### Exercise goal
Find every line in the records below that contains the word "dark" and copy each of those lines.

□ □ □

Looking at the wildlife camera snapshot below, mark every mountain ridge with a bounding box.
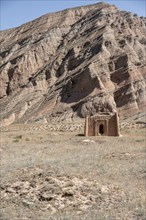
[0,3,146,124]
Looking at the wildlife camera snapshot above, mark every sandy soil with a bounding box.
[0,126,146,220]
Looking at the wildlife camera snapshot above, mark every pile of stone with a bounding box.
[1,168,126,213]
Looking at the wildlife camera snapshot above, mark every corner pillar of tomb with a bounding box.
[85,117,89,136]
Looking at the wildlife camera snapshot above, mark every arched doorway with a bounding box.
[99,124,104,135]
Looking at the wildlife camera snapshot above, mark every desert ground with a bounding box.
[0,122,146,220]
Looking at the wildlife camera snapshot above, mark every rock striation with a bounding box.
[0,3,146,125]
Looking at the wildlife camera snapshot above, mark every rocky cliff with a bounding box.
[0,3,146,125]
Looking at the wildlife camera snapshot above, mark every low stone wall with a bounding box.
[0,122,146,133]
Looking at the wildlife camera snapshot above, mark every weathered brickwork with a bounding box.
[84,113,120,136]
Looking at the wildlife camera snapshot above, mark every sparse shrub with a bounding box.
[15,135,22,139]
[13,139,19,143]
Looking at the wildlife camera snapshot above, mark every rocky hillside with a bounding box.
[0,3,146,125]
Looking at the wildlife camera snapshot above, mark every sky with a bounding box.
[0,0,146,30]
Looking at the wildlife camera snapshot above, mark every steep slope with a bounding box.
[0,3,146,125]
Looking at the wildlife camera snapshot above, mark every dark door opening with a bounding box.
[99,124,104,135]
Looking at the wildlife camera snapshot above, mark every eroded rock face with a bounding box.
[0,3,146,124]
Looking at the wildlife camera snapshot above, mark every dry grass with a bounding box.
[1,124,146,220]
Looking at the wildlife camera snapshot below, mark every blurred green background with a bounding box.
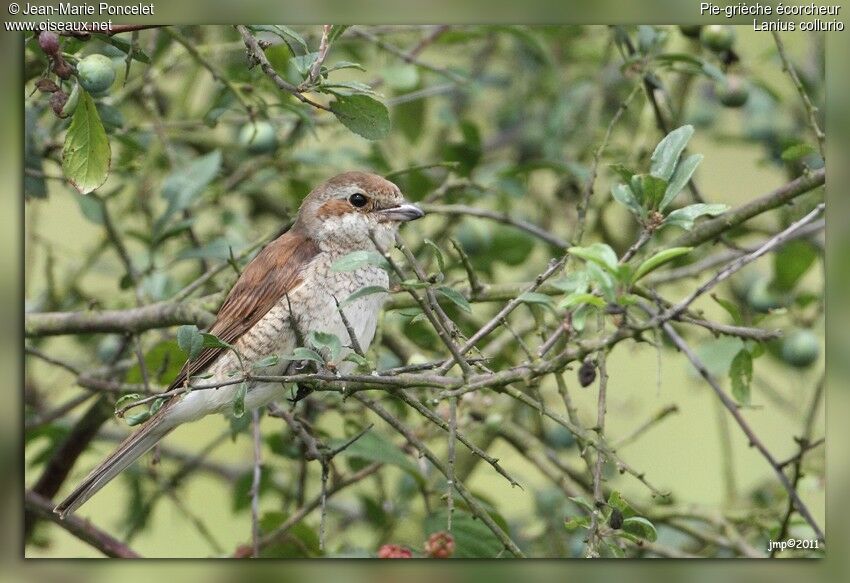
[19,26,825,557]
[3,2,847,579]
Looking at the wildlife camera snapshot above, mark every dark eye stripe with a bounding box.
[348,192,369,208]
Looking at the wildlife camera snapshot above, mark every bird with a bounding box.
[54,171,424,518]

□ □ □

### Task result
Looking at the wildlife camera snapshot above, mark every dark door opening with a bounding box.
Looking at the wildlife camera snapshot above, mark every dark eye stripe with a bounding box.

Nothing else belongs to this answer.